(Beginning of Extracted text)
Answer 3 · 2016-08-10T09:30:41.000Z

@drom Not sure swap helps here as they are picked in the order needed anyway. Not sure why the blocks are needed here. Some suggestions:

call give_me_a_b_c_d    [ a b c d ]
pick 3                  [ a b c d a ]
pick 1                  [ a b c d a d ]
i32.sub                 [ a b c a-d ]
=>
const (i32 $a, i32 $b, i32 $c, i32 $d) = give_me_a_b_c_d();
$a - $d;

call give_me_a_b_c_d    [ a b c d ]
take 1                  [ a b _ d c]
drop                    [ a b _ d ]
take 2                  [ a _ _ d b]
drop                    [ a _ _ d ]
take 3                  [ _ _ _ d a ]
take 1                  [ _ _ _ _ a d ]
i32.sub                 [ _ _ _ _ a-d ]
=>
const (i32 $a, _, _, i32 $d) = give_me_a_b_c_d();
$a - $d;

Answer 4 · 2016-08-10T10:02:34.000Z

Some examples using swap:

call give_me_a_b       [ a b ]
swap                   [ b a ]
i32.sub                [ b-a ]
=>
const (i32 $a, i32 $b) = give_me_a_b();
const (i32 $c, i32 $d) = swap($a, $b);
$c - $d

call give_me_a         [ a ]
nop                    [ a ]
call give_me_b         [ a b ]
swap                   [ b a ]
i32.sub                [ b-a ]
=>
const i32 $a = give_me_a();
nop();
const (i32 $c, i32 $d) = swap($a, give_me_b());
$c - $d

Answer 5 · 2016-08-10T16:14:30.000Z

@JSStats

@drom Not sure swap helps here as they are picked in the order needed anyway. Not sure why the blocks are needed here.

I introduced block to illustrate the case when it is needed (like loop) where stack balance need to be preserved.

Answer 6 · 2016-08-10T23:56:47.000Z

@drom The loop operator has an implicit block. You do illustrate a key point though:

A key requirement is that excess values left on the stack in a block are implicitly discarded, and this is a requirement that the current wasm design has been moving away from and doing so is clearly not a tenable plan.

For a function SSA style loop, here is a suggestion. The loop operator entry consumes n values from the stack (like a function call), and this could be implemented by adjusting the block stack positions. The repeat path for a loop requires n values on the loop block stack and these are retained and all other values discarded, like a tail call to the loop head. Other exits from the loop leave the number of values expected by the target the stack discarding all other values, and the loop fall-through would return m values to the parent which might be different to the number passed in the repeat path.
(End of Extracted text)
(Beginning of Extracted information)
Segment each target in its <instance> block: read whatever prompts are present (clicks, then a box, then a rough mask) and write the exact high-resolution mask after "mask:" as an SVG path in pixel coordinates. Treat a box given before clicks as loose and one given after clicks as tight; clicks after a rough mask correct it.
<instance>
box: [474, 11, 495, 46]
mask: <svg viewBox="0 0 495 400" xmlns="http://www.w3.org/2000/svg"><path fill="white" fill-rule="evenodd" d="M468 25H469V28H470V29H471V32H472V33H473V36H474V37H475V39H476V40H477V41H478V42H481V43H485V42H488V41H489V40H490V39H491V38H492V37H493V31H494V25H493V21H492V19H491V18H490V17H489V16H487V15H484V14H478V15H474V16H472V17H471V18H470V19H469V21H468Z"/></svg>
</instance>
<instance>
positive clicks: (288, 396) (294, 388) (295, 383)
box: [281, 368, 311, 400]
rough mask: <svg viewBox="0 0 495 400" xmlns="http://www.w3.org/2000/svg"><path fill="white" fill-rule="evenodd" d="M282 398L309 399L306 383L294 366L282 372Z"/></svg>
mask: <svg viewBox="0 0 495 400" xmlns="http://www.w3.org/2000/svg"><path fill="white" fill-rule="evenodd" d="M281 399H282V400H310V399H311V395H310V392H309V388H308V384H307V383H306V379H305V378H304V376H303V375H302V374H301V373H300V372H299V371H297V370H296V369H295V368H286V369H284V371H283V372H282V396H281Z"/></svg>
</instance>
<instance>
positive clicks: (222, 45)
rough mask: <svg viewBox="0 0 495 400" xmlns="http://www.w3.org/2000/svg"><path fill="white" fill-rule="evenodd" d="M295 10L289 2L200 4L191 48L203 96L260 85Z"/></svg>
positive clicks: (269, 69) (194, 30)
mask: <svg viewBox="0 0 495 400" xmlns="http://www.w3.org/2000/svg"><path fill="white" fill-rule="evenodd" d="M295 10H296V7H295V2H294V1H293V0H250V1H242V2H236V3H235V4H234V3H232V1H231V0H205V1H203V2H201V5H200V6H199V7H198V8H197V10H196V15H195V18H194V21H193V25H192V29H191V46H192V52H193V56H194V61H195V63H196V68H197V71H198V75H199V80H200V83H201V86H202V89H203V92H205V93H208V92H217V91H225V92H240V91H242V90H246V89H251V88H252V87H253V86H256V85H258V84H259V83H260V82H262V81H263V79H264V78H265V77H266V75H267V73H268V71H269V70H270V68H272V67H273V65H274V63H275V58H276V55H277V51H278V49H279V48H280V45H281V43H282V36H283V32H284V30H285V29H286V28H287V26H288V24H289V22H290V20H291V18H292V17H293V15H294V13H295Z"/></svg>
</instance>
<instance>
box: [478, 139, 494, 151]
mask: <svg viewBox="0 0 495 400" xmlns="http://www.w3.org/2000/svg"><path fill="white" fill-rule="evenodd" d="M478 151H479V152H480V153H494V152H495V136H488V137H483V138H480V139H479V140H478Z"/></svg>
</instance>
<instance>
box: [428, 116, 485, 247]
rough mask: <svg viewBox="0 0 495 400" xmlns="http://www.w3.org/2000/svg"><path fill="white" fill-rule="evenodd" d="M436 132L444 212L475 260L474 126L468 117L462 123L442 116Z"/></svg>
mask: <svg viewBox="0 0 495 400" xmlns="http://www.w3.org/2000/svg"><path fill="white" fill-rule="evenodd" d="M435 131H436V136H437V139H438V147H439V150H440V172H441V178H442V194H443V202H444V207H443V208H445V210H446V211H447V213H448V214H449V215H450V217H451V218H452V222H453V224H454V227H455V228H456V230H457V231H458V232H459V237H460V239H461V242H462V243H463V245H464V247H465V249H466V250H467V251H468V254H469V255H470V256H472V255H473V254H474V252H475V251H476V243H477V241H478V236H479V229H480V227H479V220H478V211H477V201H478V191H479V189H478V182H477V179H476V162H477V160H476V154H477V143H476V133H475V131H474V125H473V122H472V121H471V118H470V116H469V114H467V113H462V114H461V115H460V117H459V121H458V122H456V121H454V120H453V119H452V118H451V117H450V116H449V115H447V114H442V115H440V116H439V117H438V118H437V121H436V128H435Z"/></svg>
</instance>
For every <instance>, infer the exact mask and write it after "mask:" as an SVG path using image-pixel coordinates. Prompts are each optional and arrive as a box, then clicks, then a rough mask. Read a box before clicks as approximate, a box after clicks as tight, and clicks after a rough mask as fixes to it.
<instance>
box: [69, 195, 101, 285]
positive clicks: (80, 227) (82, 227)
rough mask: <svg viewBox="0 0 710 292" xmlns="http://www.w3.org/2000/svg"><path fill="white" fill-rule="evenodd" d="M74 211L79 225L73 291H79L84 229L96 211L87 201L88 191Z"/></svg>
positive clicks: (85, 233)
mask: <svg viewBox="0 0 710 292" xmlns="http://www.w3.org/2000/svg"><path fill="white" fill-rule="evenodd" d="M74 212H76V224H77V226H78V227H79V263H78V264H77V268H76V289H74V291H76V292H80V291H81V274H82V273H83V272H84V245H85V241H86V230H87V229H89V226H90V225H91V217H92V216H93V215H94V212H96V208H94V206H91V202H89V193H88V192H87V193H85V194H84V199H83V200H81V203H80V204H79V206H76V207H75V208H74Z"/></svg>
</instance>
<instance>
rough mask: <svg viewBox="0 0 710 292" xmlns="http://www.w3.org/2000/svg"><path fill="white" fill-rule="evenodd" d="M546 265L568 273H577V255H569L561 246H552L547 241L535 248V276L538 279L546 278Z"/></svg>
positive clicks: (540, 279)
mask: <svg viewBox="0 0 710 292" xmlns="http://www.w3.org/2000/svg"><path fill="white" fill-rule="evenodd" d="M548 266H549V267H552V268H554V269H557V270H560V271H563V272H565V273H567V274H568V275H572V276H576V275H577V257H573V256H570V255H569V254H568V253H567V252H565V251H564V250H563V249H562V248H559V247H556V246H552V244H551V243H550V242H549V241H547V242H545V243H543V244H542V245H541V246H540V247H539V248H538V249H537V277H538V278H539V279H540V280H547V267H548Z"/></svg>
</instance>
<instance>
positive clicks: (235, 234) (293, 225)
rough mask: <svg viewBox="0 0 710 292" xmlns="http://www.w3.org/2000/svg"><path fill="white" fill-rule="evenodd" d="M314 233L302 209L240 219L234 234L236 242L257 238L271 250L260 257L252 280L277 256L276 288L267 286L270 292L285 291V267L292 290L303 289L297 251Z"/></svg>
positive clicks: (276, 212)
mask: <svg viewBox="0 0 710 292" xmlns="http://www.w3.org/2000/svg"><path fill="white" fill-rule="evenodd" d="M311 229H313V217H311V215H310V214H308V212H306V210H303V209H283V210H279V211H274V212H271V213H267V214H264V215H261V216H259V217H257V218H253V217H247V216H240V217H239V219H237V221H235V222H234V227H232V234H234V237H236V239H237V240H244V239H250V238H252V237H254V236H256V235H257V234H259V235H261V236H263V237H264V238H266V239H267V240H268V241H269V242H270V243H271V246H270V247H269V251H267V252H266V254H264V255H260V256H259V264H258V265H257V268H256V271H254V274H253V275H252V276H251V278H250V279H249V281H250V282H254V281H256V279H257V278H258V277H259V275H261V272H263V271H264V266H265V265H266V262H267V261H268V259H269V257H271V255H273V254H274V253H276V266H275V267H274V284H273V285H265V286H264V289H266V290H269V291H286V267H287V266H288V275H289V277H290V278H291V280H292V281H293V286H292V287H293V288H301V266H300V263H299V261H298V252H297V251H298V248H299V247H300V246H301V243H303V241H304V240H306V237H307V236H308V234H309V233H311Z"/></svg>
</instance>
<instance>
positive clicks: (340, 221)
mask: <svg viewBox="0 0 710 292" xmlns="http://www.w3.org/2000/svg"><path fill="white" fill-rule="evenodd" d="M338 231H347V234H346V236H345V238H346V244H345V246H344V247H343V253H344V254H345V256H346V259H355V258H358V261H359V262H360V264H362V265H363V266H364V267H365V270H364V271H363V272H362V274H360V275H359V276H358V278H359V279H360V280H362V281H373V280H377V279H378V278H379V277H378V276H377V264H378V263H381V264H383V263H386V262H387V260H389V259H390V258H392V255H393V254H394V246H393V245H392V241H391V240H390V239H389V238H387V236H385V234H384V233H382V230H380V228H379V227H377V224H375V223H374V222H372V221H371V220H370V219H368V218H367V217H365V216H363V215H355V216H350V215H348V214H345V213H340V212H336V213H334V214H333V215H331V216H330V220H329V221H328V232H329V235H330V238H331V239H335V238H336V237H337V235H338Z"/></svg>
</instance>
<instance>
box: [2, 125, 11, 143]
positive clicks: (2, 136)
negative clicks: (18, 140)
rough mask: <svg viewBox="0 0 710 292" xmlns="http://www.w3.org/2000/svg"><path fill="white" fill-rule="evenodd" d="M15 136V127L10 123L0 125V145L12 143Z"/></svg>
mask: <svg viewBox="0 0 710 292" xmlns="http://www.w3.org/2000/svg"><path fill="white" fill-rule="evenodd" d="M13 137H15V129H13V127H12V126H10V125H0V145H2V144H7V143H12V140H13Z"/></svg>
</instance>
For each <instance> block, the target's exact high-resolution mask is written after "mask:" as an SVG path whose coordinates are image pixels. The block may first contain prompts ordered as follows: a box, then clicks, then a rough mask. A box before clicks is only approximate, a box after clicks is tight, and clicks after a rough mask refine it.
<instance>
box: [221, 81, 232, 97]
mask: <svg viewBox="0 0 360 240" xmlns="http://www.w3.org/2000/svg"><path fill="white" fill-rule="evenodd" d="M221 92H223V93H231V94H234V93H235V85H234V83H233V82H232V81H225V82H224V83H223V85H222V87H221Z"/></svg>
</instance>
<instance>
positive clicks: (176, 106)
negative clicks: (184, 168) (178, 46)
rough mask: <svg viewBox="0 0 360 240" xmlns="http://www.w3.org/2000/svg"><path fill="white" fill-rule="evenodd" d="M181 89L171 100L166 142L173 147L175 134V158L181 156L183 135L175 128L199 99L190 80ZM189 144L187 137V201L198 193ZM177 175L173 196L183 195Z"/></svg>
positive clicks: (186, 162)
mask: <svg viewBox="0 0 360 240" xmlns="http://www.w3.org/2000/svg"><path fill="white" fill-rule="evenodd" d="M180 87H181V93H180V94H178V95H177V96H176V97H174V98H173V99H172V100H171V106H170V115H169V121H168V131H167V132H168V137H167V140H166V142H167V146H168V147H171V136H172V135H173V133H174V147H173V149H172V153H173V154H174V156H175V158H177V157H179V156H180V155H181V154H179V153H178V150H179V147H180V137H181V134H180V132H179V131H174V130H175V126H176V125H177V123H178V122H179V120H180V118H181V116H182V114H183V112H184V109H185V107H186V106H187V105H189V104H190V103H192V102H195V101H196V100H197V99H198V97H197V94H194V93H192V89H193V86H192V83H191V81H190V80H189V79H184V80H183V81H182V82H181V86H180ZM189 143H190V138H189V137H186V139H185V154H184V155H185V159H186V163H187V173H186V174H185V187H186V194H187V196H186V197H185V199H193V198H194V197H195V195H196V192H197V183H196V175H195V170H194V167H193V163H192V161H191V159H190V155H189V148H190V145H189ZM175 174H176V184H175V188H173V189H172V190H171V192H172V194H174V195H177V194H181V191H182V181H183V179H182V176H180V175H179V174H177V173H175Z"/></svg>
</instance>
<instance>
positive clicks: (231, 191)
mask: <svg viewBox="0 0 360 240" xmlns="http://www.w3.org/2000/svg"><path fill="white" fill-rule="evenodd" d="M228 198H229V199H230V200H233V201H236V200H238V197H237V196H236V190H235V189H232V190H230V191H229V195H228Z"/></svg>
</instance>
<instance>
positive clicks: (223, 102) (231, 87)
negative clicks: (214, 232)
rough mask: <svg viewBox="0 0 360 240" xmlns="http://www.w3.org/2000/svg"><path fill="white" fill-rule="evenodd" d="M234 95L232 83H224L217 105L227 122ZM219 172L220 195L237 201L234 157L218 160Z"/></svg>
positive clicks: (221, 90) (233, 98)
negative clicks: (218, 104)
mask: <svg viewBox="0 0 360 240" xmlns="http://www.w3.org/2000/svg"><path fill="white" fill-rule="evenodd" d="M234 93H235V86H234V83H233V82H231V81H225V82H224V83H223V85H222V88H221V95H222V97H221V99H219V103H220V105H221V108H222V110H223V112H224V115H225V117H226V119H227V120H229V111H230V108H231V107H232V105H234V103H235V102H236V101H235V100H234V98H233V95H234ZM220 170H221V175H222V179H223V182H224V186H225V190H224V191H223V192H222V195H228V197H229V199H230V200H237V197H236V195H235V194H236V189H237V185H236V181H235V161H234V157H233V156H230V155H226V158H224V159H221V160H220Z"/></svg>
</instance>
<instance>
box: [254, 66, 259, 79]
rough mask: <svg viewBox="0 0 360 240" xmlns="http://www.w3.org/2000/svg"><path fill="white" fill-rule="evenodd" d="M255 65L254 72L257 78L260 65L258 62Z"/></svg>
(End of Extracted information)
■ What this exercise asks ■
- a) In the wasm stack thread, list every function that the stack sequences invoke with `call`.
- b) Summarize the wasm stack thread in two sentences.
- c) According to the wasm stack thread, what does the loop operator have implicitly?
The listing was gathered from a source separate from the wasm stack thread.

■ Answers below ■
- a) give_me_a_b_c_d, give_me_a_b, give_me_a, give_me_b

- b) Participants rewrite stack sequences that use operators such as pick, take, drop, swap, and i32.sub as equivalent SSA-style code, and one reply explains that a block was introduced to illustrate cases like loops where stack balance needs to be preserved. The last reply points out that the loop operator has an implicit block and proposes a function SSA style loop in which loop entry consumes n values from the stack and the repeat path keeps n values on the loop block stack while discarding all others.

- c) An implicit block.